** Start Material **
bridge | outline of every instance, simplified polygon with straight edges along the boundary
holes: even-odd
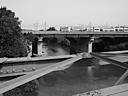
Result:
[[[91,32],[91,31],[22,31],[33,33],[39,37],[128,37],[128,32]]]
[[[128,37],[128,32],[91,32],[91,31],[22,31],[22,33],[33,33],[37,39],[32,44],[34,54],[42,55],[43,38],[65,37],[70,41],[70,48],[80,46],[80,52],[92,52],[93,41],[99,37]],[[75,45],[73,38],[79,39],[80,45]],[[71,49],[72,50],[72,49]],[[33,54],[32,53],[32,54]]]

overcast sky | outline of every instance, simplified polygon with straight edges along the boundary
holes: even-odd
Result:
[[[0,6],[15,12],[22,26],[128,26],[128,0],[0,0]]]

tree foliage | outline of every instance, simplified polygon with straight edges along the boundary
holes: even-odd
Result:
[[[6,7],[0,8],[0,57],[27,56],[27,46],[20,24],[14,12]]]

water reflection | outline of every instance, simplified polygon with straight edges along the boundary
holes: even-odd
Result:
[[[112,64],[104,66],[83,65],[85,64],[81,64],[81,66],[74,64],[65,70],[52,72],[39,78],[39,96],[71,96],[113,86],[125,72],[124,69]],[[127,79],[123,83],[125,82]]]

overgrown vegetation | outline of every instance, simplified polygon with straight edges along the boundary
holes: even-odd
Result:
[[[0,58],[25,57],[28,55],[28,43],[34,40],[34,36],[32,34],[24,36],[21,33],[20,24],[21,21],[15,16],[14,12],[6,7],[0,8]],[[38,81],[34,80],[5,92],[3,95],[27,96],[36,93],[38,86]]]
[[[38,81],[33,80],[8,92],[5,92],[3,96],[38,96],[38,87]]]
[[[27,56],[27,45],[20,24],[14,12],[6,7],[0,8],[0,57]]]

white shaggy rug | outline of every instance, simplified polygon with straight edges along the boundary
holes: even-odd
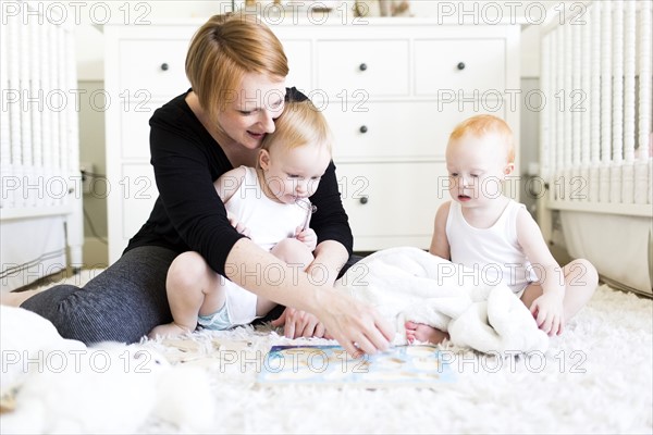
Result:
** End Material **
Rewrite all the records above, swapping "outline of every instance" for "outline of each instance" wherever it occurs and changing nothing else. Leave the pictures out of your answer.

bridge | outline of each instance, simplified polygon with straight edges along the boundary
holes: even-odd
Result:
[[[91,32],[91,31],[22,31],[33,33],[39,37],[128,37],[128,32]]]
[[[128,37],[128,32],[91,32],[91,31],[22,31],[22,33],[33,33],[37,39],[32,44],[34,54],[42,55],[43,38],[65,37],[70,41],[70,48],[80,46],[80,52],[92,52],[93,41],[99,37]],[[75,45],[73,38],[79,39],[80,45]],[[71,49],[72,50],[72,49]],[[33,54],[32,53],[32,54]]]

overcast sky | outline of each instance, simplified polygon with straight edges along the boundary
holes: even-odd
Result:
[[[0,6],[15,12],[22,26],[128,26],[128,0],[0,0]]]

tree foliage | outline of each instance, simplified polygon with straight edges along the boundary
holes: even-odd
Result:
[[[6,7],[0,8],[0,57],[27,56],[27,46],[20,24],[14,12]]]

water reflection | outline of each instance, simplified polygon with straight edges along the boundary
holes: even-odd
Result:
[[[112,64],[104,66],[83,65],[85,64],[81,64],[81,66],[74,64],[65,70],[52,72],[39,78],[39,96],[71,96],[113,86],[125,72],[124,69]],[[127,79],[123,83],[125,82]]]

overgrown vegetation | outline of each instance, simplified polygon with straight edges along the boundary
holes: even-odd
Result:
[[[0,58],[25,57],[28,55],[28,43],[34,40],[34,36],[32,34],[24,36],[21,33],[20,24],[21,21],[15,16],[14,12],[6,7],[0,8]],[[38,81],[34,80],[5,92],[3,95],[27,96],[36,93],[38,86]]]
[[[38,81],[33,80],[8,92],[5,92],[3,96],[38,96],[38,87]]]
[[[27,56],[27,45],[20,24],[14,12],[6,7],[0,8],[0,57]]]

white shaggy rug | outline of each instance, simplified polygon with straight edges along the boundary
holes: even-odd
Result:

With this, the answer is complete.